Problema a resolver: Continúa el texto sobre el aviso del boliche salteño que dejaba entrar gratis a rubios y rubias, a partir de su última oración.

=== Texto dado ===

Rubios y rubias entran gratis
Chicas orientales que se hacen cirugías estéticas para acomodar sus ojos a la norma occidental. Mujeres africanas y afrodescendientes con llagas, infecciones y lesiones graves después de arrasar su piel para arrancarse el color. Nenas negras que prefieren muñecas blancas para jugar. Hombres negros que buscan casarse con mujeres de tonalidades claras.
Brutal, el aviso del boliche salteño no inventó nada: "Rubios y rubias entran totalmente gratis hasta las 2. Morochas al 2x1", se leía en la invitación de la disco Amira que circuló por las redes sociales.

=== Datos proporcionados ===

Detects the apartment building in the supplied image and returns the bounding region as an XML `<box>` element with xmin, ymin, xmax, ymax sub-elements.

===

Respuesta del ejercicio:
Rubio y morocho no refiere al color del pelo, por supuesto. Las morochas en cuestión (los morochos también, pero no había promociones para ellos) son seguramente descendientes lejanas de algún pueblo originario, los antiguos pobladores de esas tierras. Donde dice rubio tampoco debe leerse pelo amarillo (en ese caso alcanzaría con teñirse), sino más bien descendiente de criollos, gotas de sangre europea. Por eso intervino de oficio el Inadi, porque se trata de discriminación aunque la fuerza aplastante del sentido común que nos moldea vuelva invisible lo que tenemos ante nuestros ojos. La intendencia de Salvador Mazza, localidad donde está el boliche, publicó un comunicado que, en su torpeza, desnuda parte del problema: el espíritu de la publicación, se explicó, es netamente comercial y no discriminatorio. Como si una cosa excluyera la otra. Como si una cosa no estuviera vinculada con la otra.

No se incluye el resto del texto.